[Excerpts of location labeling data]
>> START
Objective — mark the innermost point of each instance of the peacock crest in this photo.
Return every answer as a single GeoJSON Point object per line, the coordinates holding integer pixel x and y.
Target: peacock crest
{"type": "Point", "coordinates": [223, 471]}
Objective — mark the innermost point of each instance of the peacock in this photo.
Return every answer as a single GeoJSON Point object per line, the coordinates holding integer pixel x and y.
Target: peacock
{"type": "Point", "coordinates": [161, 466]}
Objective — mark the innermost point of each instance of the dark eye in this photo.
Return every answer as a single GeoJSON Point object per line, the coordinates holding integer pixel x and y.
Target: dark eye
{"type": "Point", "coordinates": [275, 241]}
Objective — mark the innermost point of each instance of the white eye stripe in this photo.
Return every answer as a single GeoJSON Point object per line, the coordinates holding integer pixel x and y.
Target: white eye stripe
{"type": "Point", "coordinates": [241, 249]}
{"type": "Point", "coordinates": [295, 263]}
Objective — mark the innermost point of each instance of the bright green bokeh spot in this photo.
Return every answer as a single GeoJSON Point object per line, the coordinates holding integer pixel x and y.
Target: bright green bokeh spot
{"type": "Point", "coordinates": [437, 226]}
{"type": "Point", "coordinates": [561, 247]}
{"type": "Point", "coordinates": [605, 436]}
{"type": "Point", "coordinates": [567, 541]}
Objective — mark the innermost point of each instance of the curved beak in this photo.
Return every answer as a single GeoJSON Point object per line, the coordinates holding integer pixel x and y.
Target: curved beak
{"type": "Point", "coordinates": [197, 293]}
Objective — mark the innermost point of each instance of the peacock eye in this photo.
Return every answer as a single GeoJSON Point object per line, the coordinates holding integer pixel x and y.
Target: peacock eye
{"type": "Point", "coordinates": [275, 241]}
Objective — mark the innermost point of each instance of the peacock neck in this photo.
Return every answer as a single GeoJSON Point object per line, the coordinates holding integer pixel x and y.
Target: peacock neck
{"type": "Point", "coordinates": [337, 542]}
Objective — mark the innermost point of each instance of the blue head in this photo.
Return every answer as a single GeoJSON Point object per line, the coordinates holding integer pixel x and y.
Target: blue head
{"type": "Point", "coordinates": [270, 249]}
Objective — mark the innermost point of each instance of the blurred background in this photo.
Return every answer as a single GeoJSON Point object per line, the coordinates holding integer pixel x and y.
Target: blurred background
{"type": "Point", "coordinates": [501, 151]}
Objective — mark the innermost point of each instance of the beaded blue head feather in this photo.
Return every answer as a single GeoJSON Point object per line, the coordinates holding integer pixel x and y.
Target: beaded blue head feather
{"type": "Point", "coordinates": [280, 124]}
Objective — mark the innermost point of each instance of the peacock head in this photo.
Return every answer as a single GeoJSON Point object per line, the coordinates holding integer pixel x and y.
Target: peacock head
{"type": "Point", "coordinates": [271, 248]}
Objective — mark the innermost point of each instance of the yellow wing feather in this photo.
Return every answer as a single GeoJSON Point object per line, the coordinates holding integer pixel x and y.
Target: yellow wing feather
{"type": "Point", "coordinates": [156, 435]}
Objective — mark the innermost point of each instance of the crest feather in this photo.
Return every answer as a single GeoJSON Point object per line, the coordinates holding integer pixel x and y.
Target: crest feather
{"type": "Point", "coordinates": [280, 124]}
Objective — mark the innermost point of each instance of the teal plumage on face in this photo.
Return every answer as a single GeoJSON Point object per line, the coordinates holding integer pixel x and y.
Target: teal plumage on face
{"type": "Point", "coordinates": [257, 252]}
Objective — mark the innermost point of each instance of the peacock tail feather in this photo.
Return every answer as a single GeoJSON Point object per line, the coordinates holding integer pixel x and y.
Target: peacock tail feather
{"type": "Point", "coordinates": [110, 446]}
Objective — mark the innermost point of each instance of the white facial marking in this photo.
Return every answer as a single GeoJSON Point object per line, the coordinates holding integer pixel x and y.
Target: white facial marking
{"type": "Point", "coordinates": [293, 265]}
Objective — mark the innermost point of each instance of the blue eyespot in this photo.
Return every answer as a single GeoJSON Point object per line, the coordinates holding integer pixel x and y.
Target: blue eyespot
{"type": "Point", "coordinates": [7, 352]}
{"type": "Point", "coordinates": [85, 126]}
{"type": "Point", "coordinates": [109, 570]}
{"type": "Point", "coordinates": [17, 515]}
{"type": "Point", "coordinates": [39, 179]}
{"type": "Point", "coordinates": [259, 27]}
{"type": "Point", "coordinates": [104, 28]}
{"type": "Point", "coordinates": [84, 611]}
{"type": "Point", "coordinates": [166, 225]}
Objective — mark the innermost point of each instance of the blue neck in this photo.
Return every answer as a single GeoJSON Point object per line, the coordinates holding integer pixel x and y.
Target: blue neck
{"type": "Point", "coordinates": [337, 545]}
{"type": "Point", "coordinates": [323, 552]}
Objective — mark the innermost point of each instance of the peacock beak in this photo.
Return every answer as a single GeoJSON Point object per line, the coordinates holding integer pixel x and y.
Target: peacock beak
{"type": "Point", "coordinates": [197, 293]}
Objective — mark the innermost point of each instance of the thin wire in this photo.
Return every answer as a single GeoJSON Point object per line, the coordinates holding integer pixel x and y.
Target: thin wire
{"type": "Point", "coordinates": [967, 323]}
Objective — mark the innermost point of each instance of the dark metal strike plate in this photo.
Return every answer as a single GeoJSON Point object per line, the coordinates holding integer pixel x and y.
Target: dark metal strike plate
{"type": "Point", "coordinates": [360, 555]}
>> END
# Aim of the exercise:
Copy out, unchanged, every line of the items from the one containing "wire in this photo." through the end of the items.

# Response for this exercise:
Objective — mark the innermost point of each instance of the thin wire in this photo.
Return every answer as a single GeoJSON Point object per line, the coordinates holding integer pixel x and y.
Target: thin wire
{"type": "Point", "coordinates": [967, 323]}
Objective — mark the innermost point of each instance of the dark metal strike plate in this photo.
Return every answer as a single GeoJSON Point object per line, the coordinates holding integer pixel x and y.
Target: dark metal strike plate
{"type": "Point", "coordinates": [360, 555]}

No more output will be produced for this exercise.